(Data to examine begins)

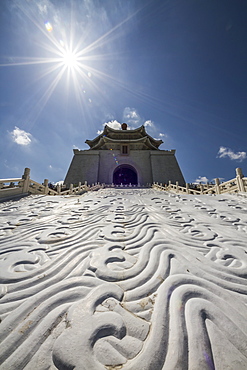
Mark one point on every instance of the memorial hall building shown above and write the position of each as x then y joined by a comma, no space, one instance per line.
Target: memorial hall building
124,157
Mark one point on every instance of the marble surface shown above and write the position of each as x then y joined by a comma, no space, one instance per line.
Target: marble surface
124,279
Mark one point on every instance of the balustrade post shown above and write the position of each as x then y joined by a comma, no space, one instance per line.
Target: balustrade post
46,181
26,178
58,189
217,187
239,178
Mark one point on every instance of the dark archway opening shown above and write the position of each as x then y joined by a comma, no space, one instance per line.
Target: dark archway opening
125,175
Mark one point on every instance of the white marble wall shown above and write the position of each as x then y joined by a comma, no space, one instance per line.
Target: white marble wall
121,278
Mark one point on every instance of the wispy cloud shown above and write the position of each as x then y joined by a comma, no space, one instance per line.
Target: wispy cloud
113,124
149,123
201,180
131,117
134,120
227,152
21,137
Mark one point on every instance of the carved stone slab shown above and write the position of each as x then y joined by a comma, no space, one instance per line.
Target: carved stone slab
124,279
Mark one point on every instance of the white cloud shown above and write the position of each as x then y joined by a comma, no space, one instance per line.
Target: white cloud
113,124
201,179
21,137
227,152
149,123
131,117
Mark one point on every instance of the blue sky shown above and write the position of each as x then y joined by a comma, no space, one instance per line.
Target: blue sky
68,67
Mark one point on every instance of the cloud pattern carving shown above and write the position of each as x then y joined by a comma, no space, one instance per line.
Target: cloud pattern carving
124,278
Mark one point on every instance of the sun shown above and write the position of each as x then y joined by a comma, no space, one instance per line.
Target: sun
70,59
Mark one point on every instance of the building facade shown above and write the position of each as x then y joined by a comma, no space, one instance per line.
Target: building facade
124,157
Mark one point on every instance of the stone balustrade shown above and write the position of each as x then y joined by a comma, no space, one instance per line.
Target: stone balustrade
12,187
236,185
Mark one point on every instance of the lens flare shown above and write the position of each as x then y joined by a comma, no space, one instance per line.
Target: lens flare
69,59
48,26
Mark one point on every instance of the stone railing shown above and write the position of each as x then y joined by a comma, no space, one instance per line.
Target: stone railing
236,185
22,186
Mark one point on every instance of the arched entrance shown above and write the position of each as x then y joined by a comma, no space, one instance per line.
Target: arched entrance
125,174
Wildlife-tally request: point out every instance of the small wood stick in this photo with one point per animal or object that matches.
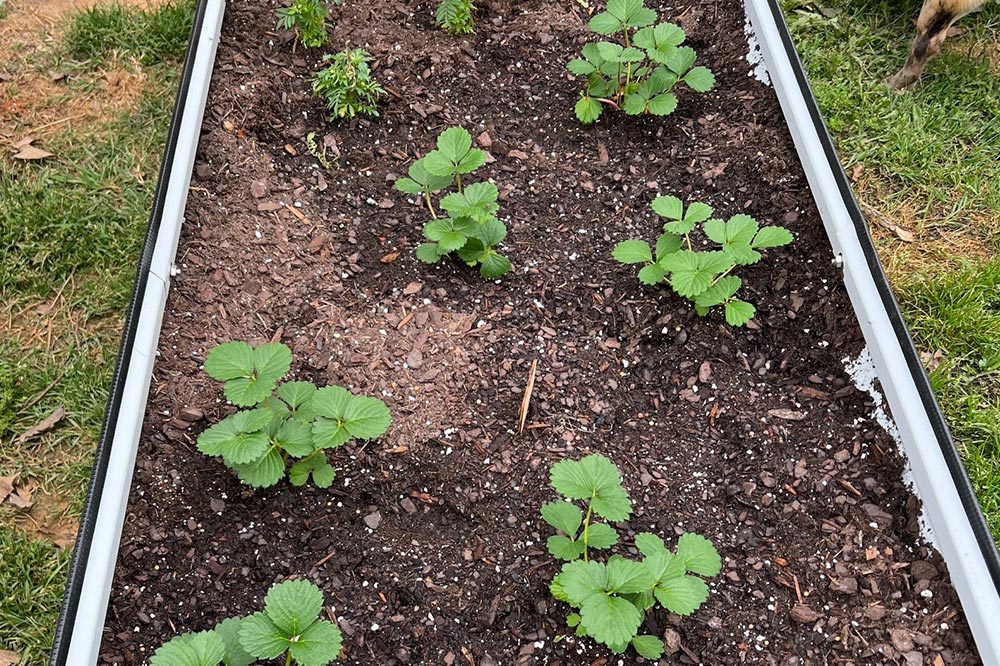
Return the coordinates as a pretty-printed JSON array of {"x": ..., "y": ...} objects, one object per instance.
[{"x": 526, "y": 400}]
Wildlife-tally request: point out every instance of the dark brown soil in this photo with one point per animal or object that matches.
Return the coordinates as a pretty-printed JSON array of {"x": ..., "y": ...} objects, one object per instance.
[{"x": 429, "y": 546}]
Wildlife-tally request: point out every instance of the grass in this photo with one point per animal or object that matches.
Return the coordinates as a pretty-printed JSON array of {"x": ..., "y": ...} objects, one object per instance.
[
  {"x": 926, "y": 160},
  {"x": 75, "y": 223}
]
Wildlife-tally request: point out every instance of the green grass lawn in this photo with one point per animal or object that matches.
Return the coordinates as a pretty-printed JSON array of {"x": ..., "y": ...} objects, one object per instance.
[
  {"x": 74, "y": 223},
  {"x": 926, "y": 160}
]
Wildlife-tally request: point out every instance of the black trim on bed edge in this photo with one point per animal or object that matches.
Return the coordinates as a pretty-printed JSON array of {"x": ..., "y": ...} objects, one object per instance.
[
  {"x": 952, "y": 459},
  {"x": 85, "y": 536}
]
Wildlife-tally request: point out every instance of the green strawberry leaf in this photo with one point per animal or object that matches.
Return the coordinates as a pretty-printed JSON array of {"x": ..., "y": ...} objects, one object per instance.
[
  {"x": 261, "y": 638},
  {"x": 318, "y": 645},
  {"x": 563, "y": 516},
  {"x": 610, "y": 620},
  {"x": 594, "y": 478},
  {"x": 738, "y": 312},
  {"x": 632, "y": 252},
  {"x": 649, "y": 647},
  {"x": 239, "y": 438},
  {"x": 366, "y": 418},
  {"x": 601, "y": 536},
  {"x": 229, "y": 630},
  {"x": 588, "y": 110},
  {"x": 698, "y": 555},
  {"x": 262, "y": 473},
  {"x": 682, "y": 594}
]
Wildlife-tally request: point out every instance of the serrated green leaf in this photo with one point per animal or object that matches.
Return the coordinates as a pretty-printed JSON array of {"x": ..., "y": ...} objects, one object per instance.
[
  {"x": 610, "y": 620},
  {"x": 295, "y": 437},
  {"x": 229, "y": 630},
  {"x": 293, "y": 605},
  {"x": 682, "y": 594},
  {"x": 239, "y": 438},
  {"x": 445, "y": 233},
  {"x": 494, "y": 265},
  {"x": 632, "y": 252},
  {"x": 204, "y": 648},
  {"x": 579, "y": 581},
  {"x": 627, "y": 577},
  {"x": 594, "y": 478},
  {"x": 698, "y": 554},
  {"x": 563, "y": 516},
  {"x": 262, "y": 473},
  {"x": 318, "y": 645},
  {"x": 700, "y": 79},
  {"x": 491, "y": 232},
  {"x": 667, "y": 243},
  {"x": 588, "y": 110},
  {"x": 738, "y": 312},
  {"x": 772, "y": 237},
  {"x": 366, "y": 418},
  {"x": 332, "y": 401},
  {"x": 652, "y": 274},
  {"x": 329, "y": 433},
  {"x": 605, "y": 24},
  {"x": 601, "y": 536},
  {"x": 261, "y": 638},
  {"x": 649, "y": 647},
  {"x": 429, "y": 253},
  {"x": 564, "y": 548},
  {"x": 669, "y": 207},
  {"x": 229, "y": 361},
  {"x": 663, "y": 104}
]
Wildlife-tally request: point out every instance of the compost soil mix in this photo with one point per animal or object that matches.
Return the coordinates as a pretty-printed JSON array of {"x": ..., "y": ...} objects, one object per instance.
[{"x": 429, "y": 546}]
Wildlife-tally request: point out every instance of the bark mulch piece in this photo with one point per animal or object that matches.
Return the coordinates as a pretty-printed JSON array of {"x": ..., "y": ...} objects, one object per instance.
[{"x": 429, "y": 546}]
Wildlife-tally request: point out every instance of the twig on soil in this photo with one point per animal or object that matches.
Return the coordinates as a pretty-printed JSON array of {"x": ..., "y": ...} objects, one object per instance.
[{"x": 526, "y": 400}]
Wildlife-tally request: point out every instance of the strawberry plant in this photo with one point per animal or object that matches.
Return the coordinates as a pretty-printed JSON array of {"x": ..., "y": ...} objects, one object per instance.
[
  {"x": 702, "y": 276},
  {"x": 295, "y": 421},
  {"x": 289, "y": 625},
  {"x": 307, "y": 18},
  {"x": 346, "y": 85},
  {"x": 611, "y": 598},
  {"x": 469, "y": 226},
  {"x": 455, "y": 16},
  {"x": 639, "y": 75}
]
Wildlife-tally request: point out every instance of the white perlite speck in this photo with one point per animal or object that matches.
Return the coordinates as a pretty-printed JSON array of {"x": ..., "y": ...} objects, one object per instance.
[{"x": 755, "y": 57}]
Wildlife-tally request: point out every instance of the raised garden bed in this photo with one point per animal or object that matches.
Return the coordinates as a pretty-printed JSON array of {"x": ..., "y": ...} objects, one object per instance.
[{"x": 429, "y": 546}]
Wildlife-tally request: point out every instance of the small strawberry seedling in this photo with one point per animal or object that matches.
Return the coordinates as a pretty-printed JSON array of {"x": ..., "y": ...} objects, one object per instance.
[
  {"x": 293, "y": 421},
  {"x": 470, "y": 227},
  {"x": 455, "y": 16},
  {"x": 289, "y": 625},
  {"x": 346, "y": 85},
  {"x": 307, "y": 18},
  {"x": 703, "y": 277},
  {"x": 612, "y": 598},
  {"x": 639, "y": 76}
]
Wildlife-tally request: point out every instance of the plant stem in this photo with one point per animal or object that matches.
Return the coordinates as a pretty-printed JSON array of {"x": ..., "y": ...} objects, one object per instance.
[{"x": 430, "y": 206}]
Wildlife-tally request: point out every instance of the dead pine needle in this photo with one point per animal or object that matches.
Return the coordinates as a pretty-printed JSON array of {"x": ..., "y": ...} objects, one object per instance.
[{"x": 526, "y": 400}]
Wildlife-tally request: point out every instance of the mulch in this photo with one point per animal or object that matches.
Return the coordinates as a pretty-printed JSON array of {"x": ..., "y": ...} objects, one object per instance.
[{"x": 429, "y": 546}]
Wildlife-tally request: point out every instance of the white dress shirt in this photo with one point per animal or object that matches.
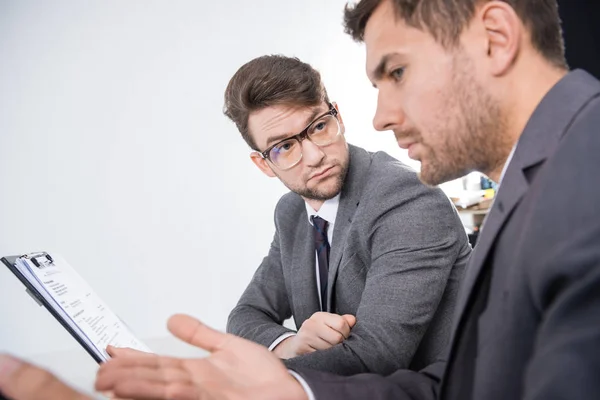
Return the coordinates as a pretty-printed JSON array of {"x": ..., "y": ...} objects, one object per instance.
[{"x": 328, "y": 211}]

(Data to examine ends)

● What to produce
Filter the entries above and return only the lines holding "plant".

● Task output
Wildlife-tally request: point out every instance of the strawberry plant in this photo with one point per animal or object that matches.
Wildlife-tally request: point out every instance of the plant stem in this photo with one point per animal or object that matches.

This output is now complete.